<<<<

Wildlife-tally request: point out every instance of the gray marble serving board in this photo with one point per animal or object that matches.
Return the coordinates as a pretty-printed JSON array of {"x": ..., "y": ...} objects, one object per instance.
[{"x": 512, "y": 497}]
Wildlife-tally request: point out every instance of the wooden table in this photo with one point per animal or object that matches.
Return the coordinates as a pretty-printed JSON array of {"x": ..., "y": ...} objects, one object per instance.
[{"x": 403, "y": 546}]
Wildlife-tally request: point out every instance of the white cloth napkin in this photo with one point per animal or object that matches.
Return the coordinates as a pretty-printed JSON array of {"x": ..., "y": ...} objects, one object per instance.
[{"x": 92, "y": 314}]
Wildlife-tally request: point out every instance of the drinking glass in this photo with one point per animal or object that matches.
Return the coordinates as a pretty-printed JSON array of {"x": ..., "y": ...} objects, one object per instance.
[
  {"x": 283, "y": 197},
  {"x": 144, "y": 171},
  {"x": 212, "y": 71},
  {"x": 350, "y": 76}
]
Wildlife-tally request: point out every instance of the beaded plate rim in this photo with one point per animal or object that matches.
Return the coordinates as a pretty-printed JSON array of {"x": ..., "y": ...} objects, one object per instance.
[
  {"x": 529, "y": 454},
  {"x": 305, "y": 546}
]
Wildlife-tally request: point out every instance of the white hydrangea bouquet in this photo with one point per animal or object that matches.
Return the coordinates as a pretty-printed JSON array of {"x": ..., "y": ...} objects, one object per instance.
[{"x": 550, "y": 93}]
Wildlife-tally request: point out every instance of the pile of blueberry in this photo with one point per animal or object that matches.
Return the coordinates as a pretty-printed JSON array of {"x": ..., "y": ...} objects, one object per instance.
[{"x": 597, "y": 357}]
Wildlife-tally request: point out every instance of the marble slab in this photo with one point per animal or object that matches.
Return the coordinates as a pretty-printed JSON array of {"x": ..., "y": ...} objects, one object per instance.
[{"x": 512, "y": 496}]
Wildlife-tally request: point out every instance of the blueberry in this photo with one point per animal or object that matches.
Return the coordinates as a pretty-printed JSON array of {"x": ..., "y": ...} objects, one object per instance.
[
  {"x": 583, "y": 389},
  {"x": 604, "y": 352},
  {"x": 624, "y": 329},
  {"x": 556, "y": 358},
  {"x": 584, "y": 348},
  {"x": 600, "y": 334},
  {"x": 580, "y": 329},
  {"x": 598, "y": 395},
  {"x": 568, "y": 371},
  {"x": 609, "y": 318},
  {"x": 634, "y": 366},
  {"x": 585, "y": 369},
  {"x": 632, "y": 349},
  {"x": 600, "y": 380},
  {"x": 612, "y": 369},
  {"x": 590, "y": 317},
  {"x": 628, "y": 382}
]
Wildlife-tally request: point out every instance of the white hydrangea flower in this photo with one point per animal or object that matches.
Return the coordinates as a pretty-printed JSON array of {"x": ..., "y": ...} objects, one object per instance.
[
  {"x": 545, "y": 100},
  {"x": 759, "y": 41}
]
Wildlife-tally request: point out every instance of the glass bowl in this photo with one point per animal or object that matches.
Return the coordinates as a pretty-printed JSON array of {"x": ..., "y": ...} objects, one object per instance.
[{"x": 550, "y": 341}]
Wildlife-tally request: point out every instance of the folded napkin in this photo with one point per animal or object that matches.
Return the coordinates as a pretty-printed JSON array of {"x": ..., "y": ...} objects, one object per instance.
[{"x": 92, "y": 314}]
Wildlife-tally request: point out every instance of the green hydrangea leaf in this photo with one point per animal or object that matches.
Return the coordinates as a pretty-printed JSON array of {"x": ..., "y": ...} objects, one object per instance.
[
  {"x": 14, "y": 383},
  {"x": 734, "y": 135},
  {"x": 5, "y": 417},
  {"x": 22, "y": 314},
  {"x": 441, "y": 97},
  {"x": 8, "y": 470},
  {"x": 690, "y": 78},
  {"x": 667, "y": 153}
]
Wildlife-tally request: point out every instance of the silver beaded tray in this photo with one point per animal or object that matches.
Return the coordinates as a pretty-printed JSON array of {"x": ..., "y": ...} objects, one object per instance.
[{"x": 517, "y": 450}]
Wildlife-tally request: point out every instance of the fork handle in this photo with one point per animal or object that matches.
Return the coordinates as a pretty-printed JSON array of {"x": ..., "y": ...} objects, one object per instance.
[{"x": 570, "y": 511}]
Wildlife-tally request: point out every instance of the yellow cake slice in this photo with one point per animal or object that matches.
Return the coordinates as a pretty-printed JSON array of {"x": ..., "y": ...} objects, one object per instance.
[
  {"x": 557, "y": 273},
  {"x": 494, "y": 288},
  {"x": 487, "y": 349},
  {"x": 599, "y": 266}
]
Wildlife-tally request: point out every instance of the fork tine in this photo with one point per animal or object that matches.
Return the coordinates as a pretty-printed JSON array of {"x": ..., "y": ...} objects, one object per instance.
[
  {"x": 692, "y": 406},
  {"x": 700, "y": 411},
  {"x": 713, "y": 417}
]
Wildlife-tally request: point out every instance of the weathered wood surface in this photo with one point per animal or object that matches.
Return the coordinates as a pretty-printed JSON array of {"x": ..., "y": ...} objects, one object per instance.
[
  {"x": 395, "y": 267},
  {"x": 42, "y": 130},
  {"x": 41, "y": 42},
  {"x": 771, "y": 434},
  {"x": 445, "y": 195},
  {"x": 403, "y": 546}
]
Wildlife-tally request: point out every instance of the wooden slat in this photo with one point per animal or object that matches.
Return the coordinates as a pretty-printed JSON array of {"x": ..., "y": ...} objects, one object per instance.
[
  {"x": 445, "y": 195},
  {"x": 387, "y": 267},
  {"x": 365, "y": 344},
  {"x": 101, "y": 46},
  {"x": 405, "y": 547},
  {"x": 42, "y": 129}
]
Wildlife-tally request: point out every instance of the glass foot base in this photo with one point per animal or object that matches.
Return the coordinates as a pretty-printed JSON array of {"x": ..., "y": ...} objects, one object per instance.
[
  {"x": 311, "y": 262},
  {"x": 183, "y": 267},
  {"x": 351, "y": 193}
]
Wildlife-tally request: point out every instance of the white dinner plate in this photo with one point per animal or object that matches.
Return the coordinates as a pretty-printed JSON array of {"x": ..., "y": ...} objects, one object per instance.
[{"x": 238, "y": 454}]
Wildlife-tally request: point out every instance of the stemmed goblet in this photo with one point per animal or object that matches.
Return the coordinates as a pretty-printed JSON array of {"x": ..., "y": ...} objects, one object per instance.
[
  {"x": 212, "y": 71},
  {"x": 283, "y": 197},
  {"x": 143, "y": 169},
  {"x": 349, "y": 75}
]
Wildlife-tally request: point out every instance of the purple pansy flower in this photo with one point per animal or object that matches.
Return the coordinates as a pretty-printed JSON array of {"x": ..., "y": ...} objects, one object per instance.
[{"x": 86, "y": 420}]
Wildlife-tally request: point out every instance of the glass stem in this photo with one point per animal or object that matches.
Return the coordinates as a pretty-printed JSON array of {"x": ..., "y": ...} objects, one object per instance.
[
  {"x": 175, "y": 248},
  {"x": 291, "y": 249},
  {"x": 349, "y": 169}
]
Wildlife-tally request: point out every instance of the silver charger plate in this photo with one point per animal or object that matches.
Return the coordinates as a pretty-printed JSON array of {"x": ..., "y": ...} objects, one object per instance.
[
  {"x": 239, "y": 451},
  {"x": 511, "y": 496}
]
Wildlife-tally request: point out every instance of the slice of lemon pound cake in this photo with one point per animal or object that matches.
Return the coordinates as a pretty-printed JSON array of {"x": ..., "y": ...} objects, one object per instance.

>>>>

Stated problem:
From the line containing "the glass stem" down to the last line, reproduce the records exactly. Include both ends.

The response:
Wildlife-tally request: point out every instance of the glass stem in this photo with one point per animal or object that matches.
Return the coordinates as a pretty-printed JSON array of {"x": ..., "y": ...} objects, one object per instance.
[
  {"x": 175, "y": 248},
  {"x": 291, "y": 249},
  {"x": 349, "y": 169}
]
Wildlife-tally request: point out every instance of the silver charger plate in this photo with one point per animal or object that matches.
Return the coordinates as a pretty-printed JSON array of {"x": ..., "y": ...} objects, one object per instance.
[
  {"x": 239, "y": 451},
  {"x": 511, "y": 496}
]
Wildlife-tally request: point out every instance of the slice of lemon pound cake in this photo with one point per animal or object that matches.
Return the coordinates as a pretty-printed JSON array of {"x": ..., "y": ...} objects, one object per instance.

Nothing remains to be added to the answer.